Una delegazione del Centro Adalah e dell'Olp si è incontrata oggi, giovedì 31 marzo, nella capitale giordana, Amman, con i relatori speciali e i membri della Commissione d'inchiesta indipendente istituita dalle Nazioni Unite sulle violazioni di Israele contro i palestinesi perpetrate nei Territori Occupati, a Gerusalemme Est e nello stesso Stato ebraico. La Commissione Onu è composta da Navi Bly (Sud Africa), Milon Kitari (India) e Chris Sidoti  (Australia).

La delegazione ha presentato un rapporto dettagliato sulle violazioni israeliane, tra cui la violazione delle libertà politiche e civili, le esecuzioni sul campo, le politiche di restrizione relative a terreni e alloggi, le demolizioni di case e gli arresti amministrativi, passando attraverso le leggi razziste come la legge Stato _ Nazione e la legge sulla prevenzione del ricongiungimento familiare e molte altre.

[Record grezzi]
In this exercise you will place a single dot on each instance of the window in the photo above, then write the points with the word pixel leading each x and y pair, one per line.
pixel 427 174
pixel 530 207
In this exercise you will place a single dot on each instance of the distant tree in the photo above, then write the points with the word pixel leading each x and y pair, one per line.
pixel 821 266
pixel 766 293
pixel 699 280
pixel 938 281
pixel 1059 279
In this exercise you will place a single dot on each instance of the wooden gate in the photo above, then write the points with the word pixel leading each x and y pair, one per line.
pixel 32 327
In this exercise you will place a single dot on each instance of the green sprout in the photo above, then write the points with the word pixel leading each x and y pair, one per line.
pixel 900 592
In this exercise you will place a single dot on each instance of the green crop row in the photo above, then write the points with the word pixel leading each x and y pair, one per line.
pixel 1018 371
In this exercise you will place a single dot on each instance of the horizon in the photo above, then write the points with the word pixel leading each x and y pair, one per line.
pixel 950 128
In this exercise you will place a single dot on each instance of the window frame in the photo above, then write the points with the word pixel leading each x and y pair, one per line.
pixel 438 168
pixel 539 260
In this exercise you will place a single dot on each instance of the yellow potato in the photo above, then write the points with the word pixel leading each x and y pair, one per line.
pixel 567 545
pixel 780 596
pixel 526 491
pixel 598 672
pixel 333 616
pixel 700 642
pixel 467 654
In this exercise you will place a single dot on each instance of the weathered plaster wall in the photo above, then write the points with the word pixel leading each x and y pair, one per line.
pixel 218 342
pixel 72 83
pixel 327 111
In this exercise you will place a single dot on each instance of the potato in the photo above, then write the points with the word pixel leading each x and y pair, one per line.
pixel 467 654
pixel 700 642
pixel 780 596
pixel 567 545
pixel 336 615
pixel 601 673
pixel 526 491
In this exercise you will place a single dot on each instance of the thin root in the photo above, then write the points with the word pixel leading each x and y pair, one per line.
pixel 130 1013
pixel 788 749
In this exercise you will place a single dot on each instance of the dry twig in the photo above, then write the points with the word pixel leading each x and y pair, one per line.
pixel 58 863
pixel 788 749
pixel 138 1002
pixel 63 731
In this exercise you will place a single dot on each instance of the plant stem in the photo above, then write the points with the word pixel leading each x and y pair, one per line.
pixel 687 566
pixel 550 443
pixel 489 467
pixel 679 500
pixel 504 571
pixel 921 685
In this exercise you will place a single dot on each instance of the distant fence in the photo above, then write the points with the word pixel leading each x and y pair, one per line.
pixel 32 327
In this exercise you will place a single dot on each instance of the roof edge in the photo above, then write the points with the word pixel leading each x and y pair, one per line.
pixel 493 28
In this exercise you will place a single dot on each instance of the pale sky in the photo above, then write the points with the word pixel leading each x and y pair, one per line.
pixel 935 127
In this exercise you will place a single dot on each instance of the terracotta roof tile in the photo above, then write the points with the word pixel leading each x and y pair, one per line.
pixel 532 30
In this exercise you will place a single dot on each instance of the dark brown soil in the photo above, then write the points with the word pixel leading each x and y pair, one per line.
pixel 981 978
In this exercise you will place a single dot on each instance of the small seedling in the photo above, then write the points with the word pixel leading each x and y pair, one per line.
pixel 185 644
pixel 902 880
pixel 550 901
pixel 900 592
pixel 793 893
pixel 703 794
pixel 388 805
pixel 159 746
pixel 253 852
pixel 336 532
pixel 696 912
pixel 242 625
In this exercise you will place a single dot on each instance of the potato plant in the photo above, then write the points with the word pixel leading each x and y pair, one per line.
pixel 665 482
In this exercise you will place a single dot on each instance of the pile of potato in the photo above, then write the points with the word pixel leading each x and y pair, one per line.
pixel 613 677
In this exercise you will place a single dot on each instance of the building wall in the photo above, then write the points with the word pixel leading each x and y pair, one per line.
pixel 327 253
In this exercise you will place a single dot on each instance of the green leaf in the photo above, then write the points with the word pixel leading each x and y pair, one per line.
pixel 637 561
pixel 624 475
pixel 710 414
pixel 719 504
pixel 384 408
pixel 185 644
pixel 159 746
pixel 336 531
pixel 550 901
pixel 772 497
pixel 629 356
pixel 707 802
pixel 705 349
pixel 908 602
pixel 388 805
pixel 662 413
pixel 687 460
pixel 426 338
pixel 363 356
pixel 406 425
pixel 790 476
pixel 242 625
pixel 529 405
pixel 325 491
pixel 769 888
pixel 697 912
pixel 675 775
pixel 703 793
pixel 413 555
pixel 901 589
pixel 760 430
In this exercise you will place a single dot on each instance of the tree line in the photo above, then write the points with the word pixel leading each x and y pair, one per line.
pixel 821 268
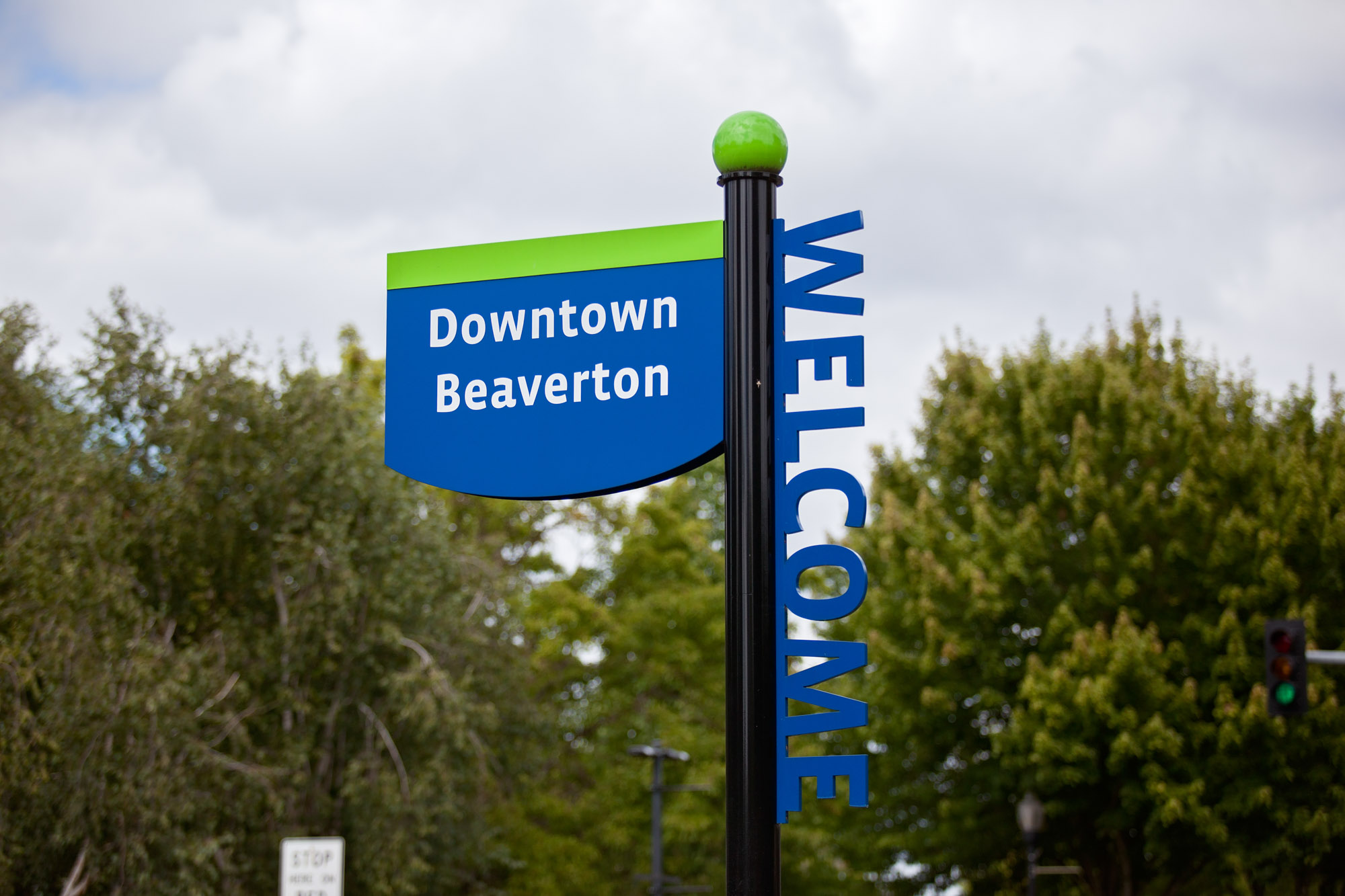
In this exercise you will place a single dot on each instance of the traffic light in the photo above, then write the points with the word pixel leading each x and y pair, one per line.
pixel 1286 667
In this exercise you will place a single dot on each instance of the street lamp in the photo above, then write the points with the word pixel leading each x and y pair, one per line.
pixel 1032 818
pixel 661 883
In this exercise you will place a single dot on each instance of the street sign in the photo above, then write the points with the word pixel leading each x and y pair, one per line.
pixel 592 364
pixel 558 368
pixel 313 865
pixel 841 655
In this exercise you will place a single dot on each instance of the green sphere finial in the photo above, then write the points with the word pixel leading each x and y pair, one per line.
pixel 750 142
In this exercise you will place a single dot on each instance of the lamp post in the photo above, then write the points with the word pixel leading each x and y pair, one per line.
pixel 1032 818
pixel 661 883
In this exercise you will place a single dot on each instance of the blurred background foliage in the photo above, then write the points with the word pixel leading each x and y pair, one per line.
pixel 224 622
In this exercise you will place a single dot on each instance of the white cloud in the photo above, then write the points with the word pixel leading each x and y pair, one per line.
pixel 245 167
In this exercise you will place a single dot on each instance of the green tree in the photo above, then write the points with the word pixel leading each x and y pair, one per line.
pixel 227 622
pixel 1070 579
pixel 627 651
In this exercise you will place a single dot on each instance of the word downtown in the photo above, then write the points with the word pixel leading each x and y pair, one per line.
pixel 559 388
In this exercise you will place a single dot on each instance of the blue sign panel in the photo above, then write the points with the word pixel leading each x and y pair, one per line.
pixel 564 384
pixel 840 655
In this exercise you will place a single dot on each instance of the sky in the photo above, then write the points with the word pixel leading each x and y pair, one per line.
pixel 244 167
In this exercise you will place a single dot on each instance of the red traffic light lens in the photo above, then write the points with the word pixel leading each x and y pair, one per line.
pixel 1282 667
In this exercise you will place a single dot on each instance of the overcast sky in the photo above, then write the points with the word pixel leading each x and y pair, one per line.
pixel 244 167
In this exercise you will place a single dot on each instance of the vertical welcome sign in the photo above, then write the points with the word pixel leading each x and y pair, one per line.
pixel 840 655
pixel 592 364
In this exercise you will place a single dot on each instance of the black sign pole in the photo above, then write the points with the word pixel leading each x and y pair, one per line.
pixel 750 153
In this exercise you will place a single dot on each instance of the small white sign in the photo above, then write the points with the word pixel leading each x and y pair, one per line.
pixel 313 865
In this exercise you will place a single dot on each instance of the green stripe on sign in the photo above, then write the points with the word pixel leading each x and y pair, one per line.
pixel 556 255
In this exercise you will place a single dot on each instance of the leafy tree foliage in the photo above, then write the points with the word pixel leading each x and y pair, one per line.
pixel 629 651
pixel 225 622
pixel 1070 580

# Consegna scritta A
Rispondi a queste domande sull'articolo relativo alla delegazione ad Amman:
(i) In quale città si è svolto l'incontro?
(ii) In che giorno è avvenuto?
(iii) Che cosa ha presentato la delegazione?
# Consegna scritta B
Elenca tutti i Paesi di provenienza dei membri della Commissione Onu indicati nell'articolo sulla delegazione ad Amman.
# Consegna scritta C
Prosegui, per favore, l'articolo sulla delegazione ad Amman a partire dalla sua ultima frase.
I record non hanno alcun legame con l'articolo.

# Svolgimento A
(i) Ad Amman, la capitale giordana.
(ii) Giovedì 31 marzo.
(iii) Un rapporto dettagliato sulle violazioni israeliane.

# Svolgimento B
Sud Africa, India, Australia.

# Svolgimento C
Muhammad Baraka, rappresentante dell'Olp, ha fornito una panoramica storica dei rapporti di Israele con i palestinesi, a partire dalla Nakba: "Contiamo molto sul lavoro della Commissione, soprattutto perché è la prima volta che una commissione delle Nazioni Unite indaga sulle violazioni contro i palestinesi. È chiaro il motivo per cui siamo qui, e dice molto il fatto che Israele rifiuti di collaborare con questa commissione, dimostrando  che ha paura delle sue azioni e sa che viola tutti i diritti internazionali e umanitari ed è ben consapevole dei crimini che ha commesso contro il nostro popolo".Baraka ha sottolineato il pericolo della legge Stato - Nazione, che rafforza la supremazia e il razzismo ebraici, soprattutto perché nella sua prima clausola si afferma che tutta la Palestina storica è un diritto degli ebrei. Questa è una delle leggi più emblematiche dell'apartheid israeliano. L'instaurazione dell'apartheid inizia con la nascita stessa di Israele, con la demolizione di più di 500 villaggi palestinesi e l'allontanamento dei suoi abitanti, che ancora oggi non possono tornare nelle proprie case. La maggior parte di loro sono emigrati fuori dal paese, e ancora oggi ci sono rifugiati che non possono vivere nelle loro case di cui sono stati derubati dagli ebrei. Circa 400.000 palestinesi sono rifugiati nella loro patria.

Baraka ha anche espresso profonda preoccupazione per le autorità israeliane che distribuiscono armi ai gruppi di coloni di destra, soprattutto dopo che il primo ministro israeliano ha invitato i cittadini, all'inizio di questa settimana, a prendere le armi e usarle contro i palestinesi nelle strade.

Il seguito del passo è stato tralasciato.